* _WORK ORDER_:
Go through the data below and return each line where the string "tracksuit" occurs.

* _AVAILABLE DATA_:
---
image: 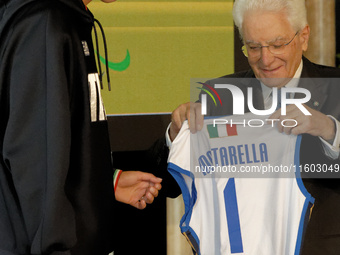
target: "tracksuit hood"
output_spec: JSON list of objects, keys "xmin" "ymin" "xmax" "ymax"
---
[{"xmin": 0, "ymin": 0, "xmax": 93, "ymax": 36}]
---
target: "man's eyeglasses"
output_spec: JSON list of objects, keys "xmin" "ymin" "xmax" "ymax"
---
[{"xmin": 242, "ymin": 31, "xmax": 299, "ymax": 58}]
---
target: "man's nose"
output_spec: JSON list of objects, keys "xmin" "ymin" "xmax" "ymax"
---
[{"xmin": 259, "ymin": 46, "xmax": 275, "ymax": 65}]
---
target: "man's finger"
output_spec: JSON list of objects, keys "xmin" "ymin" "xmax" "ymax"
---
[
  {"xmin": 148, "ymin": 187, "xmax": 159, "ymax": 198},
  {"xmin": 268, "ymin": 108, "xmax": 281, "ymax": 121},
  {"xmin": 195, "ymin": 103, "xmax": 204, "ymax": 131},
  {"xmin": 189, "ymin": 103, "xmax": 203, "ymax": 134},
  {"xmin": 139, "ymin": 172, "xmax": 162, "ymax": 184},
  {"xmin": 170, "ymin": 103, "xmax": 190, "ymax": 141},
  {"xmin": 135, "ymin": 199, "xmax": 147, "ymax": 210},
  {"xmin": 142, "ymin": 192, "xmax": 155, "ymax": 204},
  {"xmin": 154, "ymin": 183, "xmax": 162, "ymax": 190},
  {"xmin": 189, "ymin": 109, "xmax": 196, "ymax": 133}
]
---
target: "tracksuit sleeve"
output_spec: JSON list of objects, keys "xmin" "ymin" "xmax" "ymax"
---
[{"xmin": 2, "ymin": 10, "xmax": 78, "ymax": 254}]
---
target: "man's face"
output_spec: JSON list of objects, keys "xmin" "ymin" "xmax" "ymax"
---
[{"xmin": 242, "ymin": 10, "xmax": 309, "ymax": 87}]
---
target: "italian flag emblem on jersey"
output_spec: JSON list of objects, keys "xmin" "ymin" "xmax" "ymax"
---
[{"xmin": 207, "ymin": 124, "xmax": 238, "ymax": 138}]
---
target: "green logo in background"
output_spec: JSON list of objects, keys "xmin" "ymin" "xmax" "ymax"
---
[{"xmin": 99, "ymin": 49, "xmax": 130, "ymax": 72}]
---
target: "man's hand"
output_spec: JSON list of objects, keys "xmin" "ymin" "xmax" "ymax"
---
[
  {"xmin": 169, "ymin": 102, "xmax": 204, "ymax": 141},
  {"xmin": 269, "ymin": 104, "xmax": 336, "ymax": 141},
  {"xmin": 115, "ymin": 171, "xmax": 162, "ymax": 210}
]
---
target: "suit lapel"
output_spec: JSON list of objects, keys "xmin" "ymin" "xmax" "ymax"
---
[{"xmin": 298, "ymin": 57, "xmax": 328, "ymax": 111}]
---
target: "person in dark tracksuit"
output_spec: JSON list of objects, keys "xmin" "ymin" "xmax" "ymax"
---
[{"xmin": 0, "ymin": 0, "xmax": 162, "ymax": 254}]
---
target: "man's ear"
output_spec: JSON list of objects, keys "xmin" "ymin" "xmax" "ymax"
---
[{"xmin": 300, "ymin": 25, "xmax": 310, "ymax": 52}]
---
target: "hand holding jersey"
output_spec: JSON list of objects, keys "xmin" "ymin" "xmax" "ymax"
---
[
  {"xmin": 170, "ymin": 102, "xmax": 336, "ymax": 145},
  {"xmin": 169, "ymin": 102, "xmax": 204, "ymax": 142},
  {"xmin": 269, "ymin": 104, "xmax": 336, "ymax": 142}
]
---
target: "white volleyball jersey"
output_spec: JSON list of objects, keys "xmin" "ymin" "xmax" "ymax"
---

* _ANSWER SPACE_:
target: "tracksuit hood"
target: "tracksuit sleeve"
target: "person in dark tracksuit"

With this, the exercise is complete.